**TASK**
Reproduce the lines below from the one that contains "Practice. Find the tiled" through the end, inclusive, and add nothing.

(Region pointing data)
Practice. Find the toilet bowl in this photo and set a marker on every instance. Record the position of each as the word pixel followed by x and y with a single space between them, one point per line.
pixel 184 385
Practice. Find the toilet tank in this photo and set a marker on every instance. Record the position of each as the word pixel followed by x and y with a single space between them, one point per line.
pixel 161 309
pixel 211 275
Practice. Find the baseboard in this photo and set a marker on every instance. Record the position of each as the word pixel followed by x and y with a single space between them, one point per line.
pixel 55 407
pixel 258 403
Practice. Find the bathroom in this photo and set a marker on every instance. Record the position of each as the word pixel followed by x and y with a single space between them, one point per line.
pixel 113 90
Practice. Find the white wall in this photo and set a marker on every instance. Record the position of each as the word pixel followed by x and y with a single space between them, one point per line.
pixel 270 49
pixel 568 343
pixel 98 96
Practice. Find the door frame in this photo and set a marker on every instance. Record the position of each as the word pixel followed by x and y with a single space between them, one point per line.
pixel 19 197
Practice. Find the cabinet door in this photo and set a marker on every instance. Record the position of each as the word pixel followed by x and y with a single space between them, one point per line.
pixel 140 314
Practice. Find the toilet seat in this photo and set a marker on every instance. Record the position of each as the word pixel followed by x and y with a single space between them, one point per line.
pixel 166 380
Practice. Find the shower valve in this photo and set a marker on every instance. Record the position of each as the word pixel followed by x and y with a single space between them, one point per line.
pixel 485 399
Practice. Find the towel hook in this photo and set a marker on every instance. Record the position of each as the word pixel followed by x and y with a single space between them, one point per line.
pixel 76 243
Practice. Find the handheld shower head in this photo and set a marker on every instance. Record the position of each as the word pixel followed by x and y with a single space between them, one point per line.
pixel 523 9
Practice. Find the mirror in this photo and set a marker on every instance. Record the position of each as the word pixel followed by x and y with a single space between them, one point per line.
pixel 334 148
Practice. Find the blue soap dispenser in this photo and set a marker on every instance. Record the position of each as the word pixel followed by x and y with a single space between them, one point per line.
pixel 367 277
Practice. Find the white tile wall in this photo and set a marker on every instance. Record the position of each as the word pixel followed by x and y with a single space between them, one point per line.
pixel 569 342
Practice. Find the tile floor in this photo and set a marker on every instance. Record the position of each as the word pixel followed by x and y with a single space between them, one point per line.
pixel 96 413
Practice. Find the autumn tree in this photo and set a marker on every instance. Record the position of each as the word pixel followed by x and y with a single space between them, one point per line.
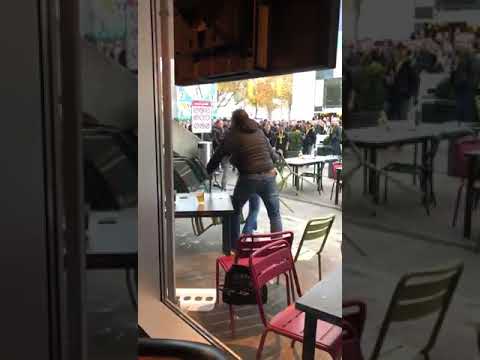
pixel 231 91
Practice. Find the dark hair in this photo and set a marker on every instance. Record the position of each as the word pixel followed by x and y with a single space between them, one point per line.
pixel 242 122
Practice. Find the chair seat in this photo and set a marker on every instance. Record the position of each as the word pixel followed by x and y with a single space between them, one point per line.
pixel 291 322
pixel 400 352
pixel 403 168
pixel 308 174
pixel 227 261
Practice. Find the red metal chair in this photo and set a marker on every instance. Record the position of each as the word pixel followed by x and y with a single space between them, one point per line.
pixel 246 245
pixel 337 179
pixel 266 265
pixel 459 168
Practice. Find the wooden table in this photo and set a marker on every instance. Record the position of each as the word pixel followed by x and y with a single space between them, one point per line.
pixel 318 161
pixel 473 157
pixel 322 302
pixel 217 204
pixel 398 133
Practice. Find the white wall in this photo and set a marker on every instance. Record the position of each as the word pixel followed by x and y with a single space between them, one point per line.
pixel 303 95
pixel 468 16
pixel 381 19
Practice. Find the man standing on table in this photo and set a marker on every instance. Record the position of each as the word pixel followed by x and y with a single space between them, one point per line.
pixel 219 131
pixel 253 156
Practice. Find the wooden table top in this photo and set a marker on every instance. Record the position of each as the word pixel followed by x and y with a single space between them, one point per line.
pixel 216 204
pixel 324 300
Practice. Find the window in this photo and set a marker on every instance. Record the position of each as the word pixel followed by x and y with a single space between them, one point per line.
pixel 333 93
pixel 324 74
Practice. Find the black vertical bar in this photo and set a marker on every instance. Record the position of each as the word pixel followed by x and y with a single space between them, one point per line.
pixel 372 176
pixel 226 234
pixel 310 334
pixel 467 228
pixel 72 178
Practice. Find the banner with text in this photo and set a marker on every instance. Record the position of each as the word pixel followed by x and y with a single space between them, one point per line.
pixel 201 117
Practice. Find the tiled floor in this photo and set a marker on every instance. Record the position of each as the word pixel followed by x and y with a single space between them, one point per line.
pixel 195 268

**SOLUTION TO THE PROBLEM**
Practice. Find the tiled floor in this photo and set a marker on every instance. Record the position of each as the word pixel followed by x and y with a single space between them, one point per line.
pixel 195 268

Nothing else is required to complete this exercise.